Task requirements:
No images are to be carried over; print all other material exactly as it stands.

Input rows:
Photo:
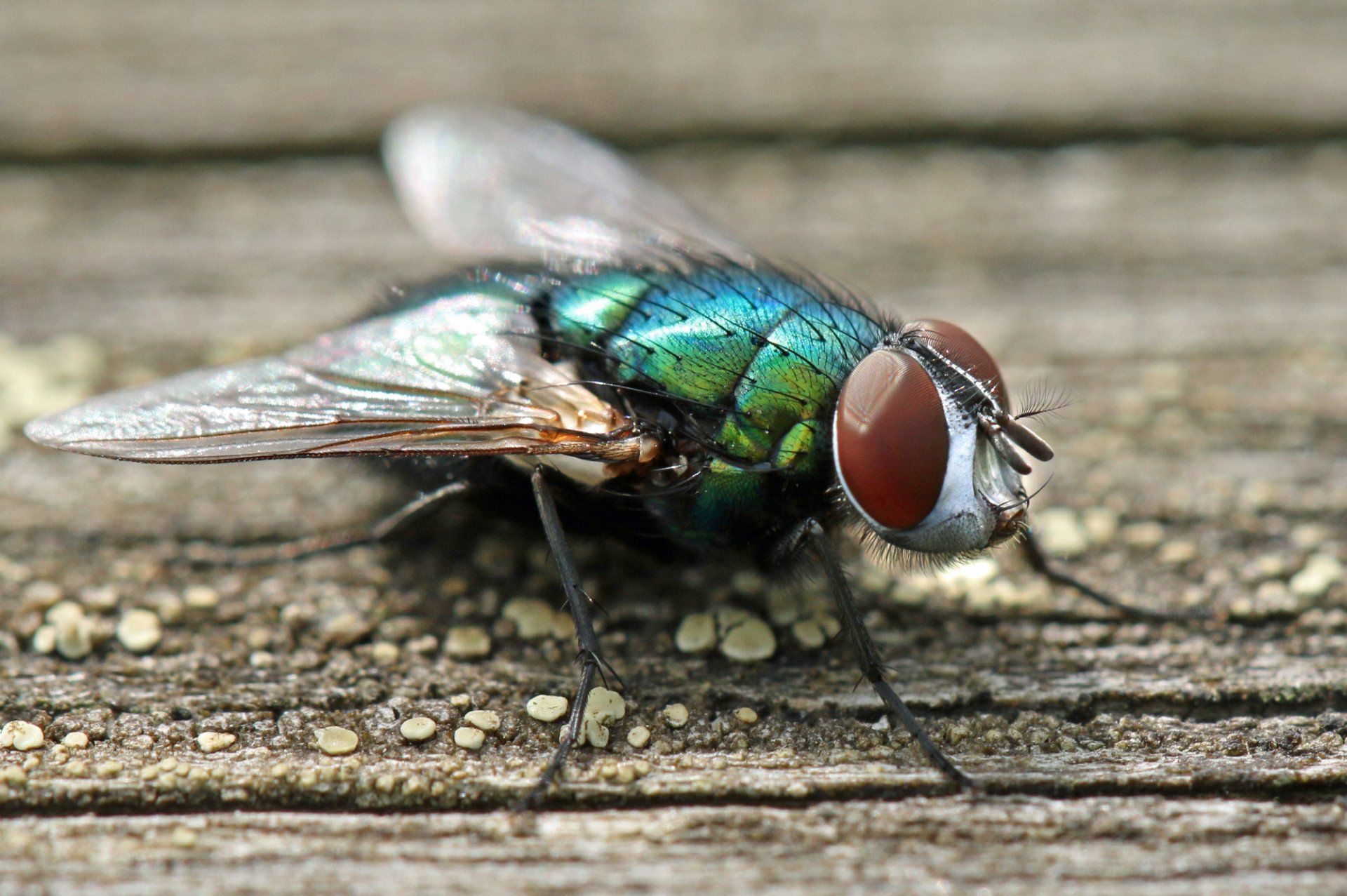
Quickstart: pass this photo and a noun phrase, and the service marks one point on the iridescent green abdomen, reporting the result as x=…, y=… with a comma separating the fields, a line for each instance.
x=749, y=363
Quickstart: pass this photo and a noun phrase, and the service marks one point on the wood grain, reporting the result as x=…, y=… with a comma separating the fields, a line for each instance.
x=1089, y=251
x=133, y=77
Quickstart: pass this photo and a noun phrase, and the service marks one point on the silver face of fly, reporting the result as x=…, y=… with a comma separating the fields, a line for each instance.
x=923, y=443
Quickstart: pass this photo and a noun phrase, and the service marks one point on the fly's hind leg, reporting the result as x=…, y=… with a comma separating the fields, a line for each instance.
x=868, y=655
x=206, y=554
x=1040, y=563
x=578, y=601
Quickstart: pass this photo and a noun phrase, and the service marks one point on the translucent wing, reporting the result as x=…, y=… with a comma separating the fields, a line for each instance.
x=461, y=375
x=497, y=184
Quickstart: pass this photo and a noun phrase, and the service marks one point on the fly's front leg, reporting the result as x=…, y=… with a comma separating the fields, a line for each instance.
x=1043, y=566
x=868, y=654
x=579, y=606
x=322, y=543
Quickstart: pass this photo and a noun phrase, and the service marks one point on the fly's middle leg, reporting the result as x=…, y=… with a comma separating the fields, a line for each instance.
x=579, y=606
x=868, y=654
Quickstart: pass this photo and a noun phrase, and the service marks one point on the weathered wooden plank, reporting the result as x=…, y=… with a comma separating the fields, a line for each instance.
x=1032, y=690
x=1090, y=846
x=1086, y=251
x=159, y=76
x=1186, y=298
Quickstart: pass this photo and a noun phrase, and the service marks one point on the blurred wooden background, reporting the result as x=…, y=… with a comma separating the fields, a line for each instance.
x=1143, y=200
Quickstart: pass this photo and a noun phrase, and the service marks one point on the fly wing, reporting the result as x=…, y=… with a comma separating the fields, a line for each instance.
x=499, y=184
x=461, y=375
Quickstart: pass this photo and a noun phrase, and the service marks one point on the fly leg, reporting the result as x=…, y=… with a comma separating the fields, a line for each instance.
x=868, y=654
x=1040, y=563
x=589, y=658
x=282, y=551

Result of the task:
Photo:
Quickstart: pass this photo and a noun phrase, and the service marks one point on the iridescent green abdomen, reporting the result as x=…, y=… with a comma separating the fields, a line for each instance.
x=749, y=363
Quickstart: pass this photo and a noun phrase, and the service marks one point on the wood grain, reporting the result as x=…, y=… with a comma separating the fields, a line for each instance.
x=1089, y=251
x=133, y=77
Quickstart: pass this photo and a noun phrase, and the service marks one point on the silver face of fly, reporting the result as x=…, y=… with a comma separating the fields, a line for each instance.
x=923, y=443
Quickstart: pass this photo and a noun phrase, and the service marks one point on the fly's hind leg, reporting the result as x=…, y=… with a comma separating the fields, a line for each instance.
x=868, y=655
x=206, y=554
x=1040, y=563
x=578, y=601
Quickstart: pass this photo and a noun phrase, and the service marks one point on the translucent wing, reporting the result as x=…, y=… with a comma separating the fields, a line for each instance.
x=461, y=375
x=497, y=184
Quickstart: pass this photo and a noun phrase, and the service marks one point on the fly's front leg, reporting the result as x=…, y=… with a comma separating the fields, a line for each instance.
x=1043, y=566
x=868, y=654
x=579, y=606
x=322, y=543
Quickstart: pass this photo and a noun phrase, and the service marks one point on the fly's middle leg, reporting the result as x=…, y=… with a comma separating the fields, a line for each instance.
x=579, y=606
x=868, y=654
Quickstart: pass this photo and a noun phrase, and the service marks one point on the weathered wooden plank, reporting the result as x=…, y=… with a comma separating the fields, a line for each instance.
x=1032, y=690
x=1090, y=846
x=1086, y=251
x=159, y=76
x=1186, y=298
Quickstart: pass this photo and a noun phrase, and the service marks one point on the blurred wooden background, reporting the result as x=…, y=… with a comma separating the fields, a line for each instance.
x=1143, y=200
Quickstart: pass this photo and a noun phrase, and the service marks one point on the fly wing, reporting the result as x=…, y=… with a comma separating the fields, a line for each instance.
x=499, y=184
x=461, y=375
Quickstart: pass this photo and a noun phrase, and the service marks one point on the fly leg, reporting the result as x=…, y=… with a comma separating the fields, a line for each instance.
x=868, y=654
x=1040, y=563
x=589, y=658
x=282, y=551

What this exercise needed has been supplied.